═════ QUOTED PASSAGE ═════

The study’s author, Divya Mehta of Germany’s Max Planck Institute of Psychiatry, studied 169 patient’s blood cells. Most of the participants, from Atlanta, were in their late 30s to mid-40s, were African American, and while some had been subjected to child abuse, all participants had experienced at least 2 seriously traumatic events. Those traumatic events ranged from rape, being in a serious car accident, and being held at knife, or gun, point. On average, those involved had experienced 7 major traumas. Despite this the majority were resilient, with 108 never developing PTSD.
The PTSD Participants
61 of the participants developed PTSD, and of those 32 had been subjected to child abuse, while 29 were not. Their blood cells were examined to determine whether there were genetic changes that could distinguish between those who had been abused as children, compared to those who had not. They had to identify differences aside from the resilient group, as the changes were associated with the PTSD as opposed to the exposure to trauma.
The alterations in genes are known as epigenetic changes. These are chemical differences that affect how the genes, but do not mutate the DNA. The changes can silence or active genes, which influence the risk of certain diseases, and brain development. Some of these changes aren’t permanent, but others can last a lifetime, and in some cases, will be passed on.
The study found that in child abuse PTSD cases they experienced 12 times the level of epigenetic changes. For those who experienced the trauma later in their lives the genetic changes were short-term.
The Treatment Difference
Additionally, a study from King’s College of London’s Institute of Psychiatry, those with a childhood history of abuse have shown that their mental health issues are less responsive to some therapies, including antidepressants.
So, while there may be standard methods to treat PTSD, these may not be effective in dealing with PTSD that is a result of childhood abuse. This presents mental health professionals with a unique challenge, as treating psychiatric disease in child abuse victims is different than treating other patients.
The traumatic events that led to the disease is equally as important as the disease is itself. The deeper we understand the traumatic event and how it is harming the patient, the better positioned we are to reverse the damage, or at least effectively manage it.
If this trauma in childhood has left permanent damage, it’s vital that we understand how it can be dealt with as it is passed on to the next generation.

═════

◆ EXERCISE INSTRUCTIONS ◆
a: Translate this sentence from the article on PTSD and child abuse into Spanish: "On average, those involved had experienced 7 major traumas."
b: Please output the part of the article on PTSD and child abuse from "The study’s author, Divya" up to and including "never developing PTSD.".

═════ SOURCE DATA ═════

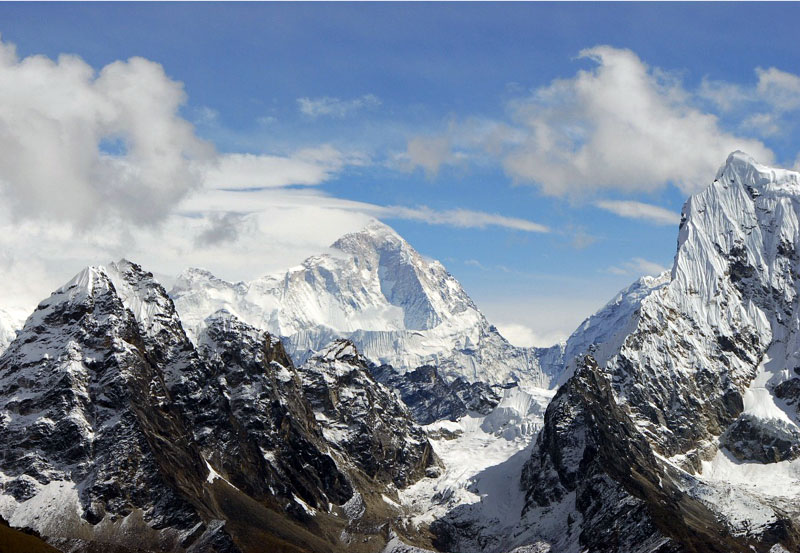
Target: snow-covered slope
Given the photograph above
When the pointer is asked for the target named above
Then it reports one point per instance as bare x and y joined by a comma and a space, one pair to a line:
374, 289
118, 433
683, 435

═════

◆ OUTPUTS BY TASK ◆
a: En promedio, los involucrados habían sufrido 7 traumas graves.

b:
The study’s author, Divya Mehta of Germany’s Max Planck Institute of Psychiatry, studied 169 patient’s blood cells. Most of the participants, from Atlanta, were in their late 30s to mid-40s, were African American, and while some had been subjected to child abuse, all participants had experienced at least 2 seriously traumatic events. Those traumatic events ranged from rape, being in a serious car accident, and being held at knife, or gun, point. On average, those involved had experienced 7 major traumas. Despite this the majority were resilient, with 108 never developing PTSD.